Understanding Customer Success Onboarding

Before diving into onboarding checklists and best practices, let’s begin with what customer onboarding is:

Customer onboarding is the process customers go through immediately following a purchase. This process introduces customers to your product or service, familiarizes them with its core features, and helps them reach value faster than if they were to navigate and learn the offering independently. 

There are three primary models of customer onboarding: high-touch, low-touch, and self-serve, each offering a varying degree of contact and customization.

  1. High-touch onboarding involves personalized contact, often person-to-person, and is typically reserved for enterprise-level customers. Examples of support for this onboarding model include a dedicated account manager, customized training calls, regular check-ins, and a direct support contact. 
  1. Low-touch onboarding takes a more standardized approach, requiring less person-to-person contact. This model is often used when products or services aren’t too complex, or the customer prefers a certain level of independence. Examples of support for this model include email campaigns, online courses and guides, community forums, and digital support. 
  1. Self-serve onboarding is entirely driven by the customer and is typically reserved for simple products, often designed for a broad audience. Examples of support for this model include how-to videos, automated setup wizards, Q&As, and online resource libraries.

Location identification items
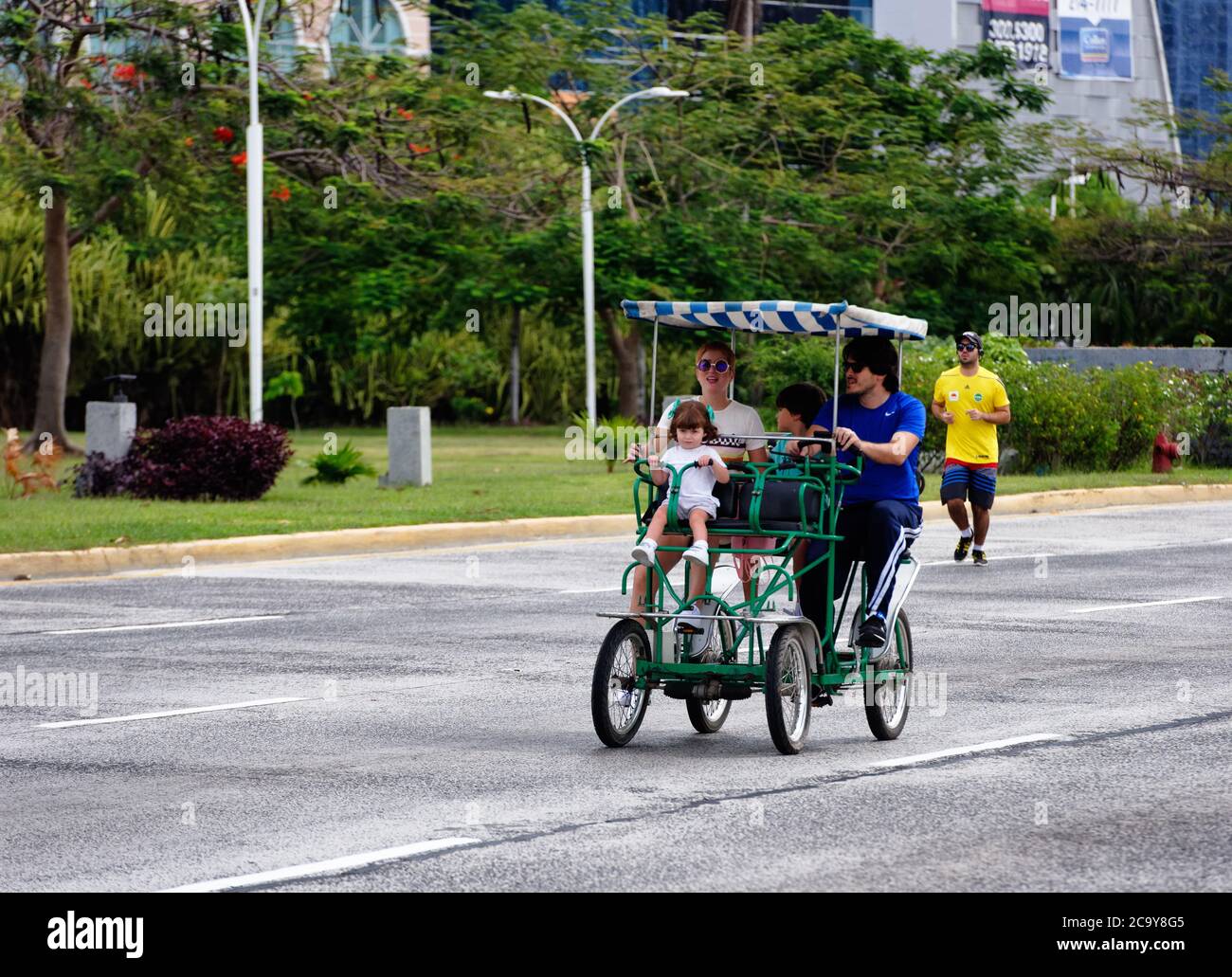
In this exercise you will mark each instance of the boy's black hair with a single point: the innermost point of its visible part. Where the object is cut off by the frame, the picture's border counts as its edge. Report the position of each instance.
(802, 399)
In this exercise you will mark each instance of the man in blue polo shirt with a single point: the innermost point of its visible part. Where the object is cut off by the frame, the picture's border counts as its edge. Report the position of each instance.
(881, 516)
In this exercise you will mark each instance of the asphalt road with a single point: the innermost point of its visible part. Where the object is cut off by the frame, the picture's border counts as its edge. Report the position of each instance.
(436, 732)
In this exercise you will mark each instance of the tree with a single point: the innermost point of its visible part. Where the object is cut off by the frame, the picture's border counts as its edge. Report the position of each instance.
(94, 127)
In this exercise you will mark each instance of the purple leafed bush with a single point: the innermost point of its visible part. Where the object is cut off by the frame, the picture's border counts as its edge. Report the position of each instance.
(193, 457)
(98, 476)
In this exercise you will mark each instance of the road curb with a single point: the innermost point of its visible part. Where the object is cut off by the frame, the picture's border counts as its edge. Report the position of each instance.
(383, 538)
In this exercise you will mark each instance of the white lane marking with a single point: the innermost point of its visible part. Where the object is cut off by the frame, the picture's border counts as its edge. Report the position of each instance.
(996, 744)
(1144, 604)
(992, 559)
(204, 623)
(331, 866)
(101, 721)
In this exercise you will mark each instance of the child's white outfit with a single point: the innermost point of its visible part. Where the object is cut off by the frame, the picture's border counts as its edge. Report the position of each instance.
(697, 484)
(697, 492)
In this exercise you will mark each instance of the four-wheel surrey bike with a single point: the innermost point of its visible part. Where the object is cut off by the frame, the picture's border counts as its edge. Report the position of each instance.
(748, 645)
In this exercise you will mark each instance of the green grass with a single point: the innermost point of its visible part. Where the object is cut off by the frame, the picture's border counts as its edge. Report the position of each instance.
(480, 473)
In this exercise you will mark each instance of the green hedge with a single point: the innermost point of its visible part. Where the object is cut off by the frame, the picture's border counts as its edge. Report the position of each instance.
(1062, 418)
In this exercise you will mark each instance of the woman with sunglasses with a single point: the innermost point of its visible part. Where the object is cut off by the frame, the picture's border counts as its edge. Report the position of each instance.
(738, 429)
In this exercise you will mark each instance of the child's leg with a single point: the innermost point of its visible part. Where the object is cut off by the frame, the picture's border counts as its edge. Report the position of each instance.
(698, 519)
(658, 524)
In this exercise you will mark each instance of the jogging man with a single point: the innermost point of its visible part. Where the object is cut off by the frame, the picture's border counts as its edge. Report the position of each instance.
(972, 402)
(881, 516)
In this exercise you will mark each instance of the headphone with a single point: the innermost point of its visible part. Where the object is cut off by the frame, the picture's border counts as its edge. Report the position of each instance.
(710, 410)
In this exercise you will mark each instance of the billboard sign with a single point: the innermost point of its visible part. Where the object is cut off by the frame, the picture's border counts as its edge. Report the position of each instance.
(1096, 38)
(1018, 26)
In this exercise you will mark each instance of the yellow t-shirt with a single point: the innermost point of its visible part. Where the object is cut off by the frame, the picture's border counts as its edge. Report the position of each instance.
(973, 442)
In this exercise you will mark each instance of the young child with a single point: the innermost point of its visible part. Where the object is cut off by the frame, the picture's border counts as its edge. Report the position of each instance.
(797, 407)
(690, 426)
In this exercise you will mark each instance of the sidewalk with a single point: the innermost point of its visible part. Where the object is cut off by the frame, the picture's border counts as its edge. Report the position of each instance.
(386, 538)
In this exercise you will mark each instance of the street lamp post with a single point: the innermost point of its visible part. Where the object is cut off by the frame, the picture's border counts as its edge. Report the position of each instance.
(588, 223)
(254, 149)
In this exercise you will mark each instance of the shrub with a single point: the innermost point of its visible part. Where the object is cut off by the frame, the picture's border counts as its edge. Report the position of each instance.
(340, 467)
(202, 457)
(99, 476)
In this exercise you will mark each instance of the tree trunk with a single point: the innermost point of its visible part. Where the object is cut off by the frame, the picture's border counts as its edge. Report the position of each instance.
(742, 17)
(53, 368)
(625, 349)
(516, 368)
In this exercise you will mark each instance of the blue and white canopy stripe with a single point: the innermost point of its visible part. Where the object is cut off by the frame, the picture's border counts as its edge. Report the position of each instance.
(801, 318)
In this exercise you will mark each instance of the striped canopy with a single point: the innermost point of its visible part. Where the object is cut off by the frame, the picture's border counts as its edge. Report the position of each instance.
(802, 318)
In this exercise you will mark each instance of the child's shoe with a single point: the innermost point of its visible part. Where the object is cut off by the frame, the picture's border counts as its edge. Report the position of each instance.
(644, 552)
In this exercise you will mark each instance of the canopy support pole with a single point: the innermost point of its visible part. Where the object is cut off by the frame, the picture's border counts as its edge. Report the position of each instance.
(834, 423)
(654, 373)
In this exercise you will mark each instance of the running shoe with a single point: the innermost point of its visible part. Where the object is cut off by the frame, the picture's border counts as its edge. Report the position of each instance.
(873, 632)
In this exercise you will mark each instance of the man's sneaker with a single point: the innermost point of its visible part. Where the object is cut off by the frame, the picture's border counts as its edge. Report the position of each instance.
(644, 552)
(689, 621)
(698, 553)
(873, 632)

WHAT YOU NEED TO DO
Reproduce the stretch of the customer onboarding text from "Before diving into" through "contact and customization.", keeping every word unchanged.

FULL RESPONSE
Before diving into onboarding checklists and best practices, let’s begin with what customer onboarding is:

Customer onboarding is the process customers go through immediately following a purchase. This process introduces customers to your product or service, familiarizes them with its core features, and helps them reach value faster than if they were to navigate and learn the offering independently. 

There are three primary models of customer onboarding: high-touch, low-touch, and self-serve, each offering a varying degree of contact and customization.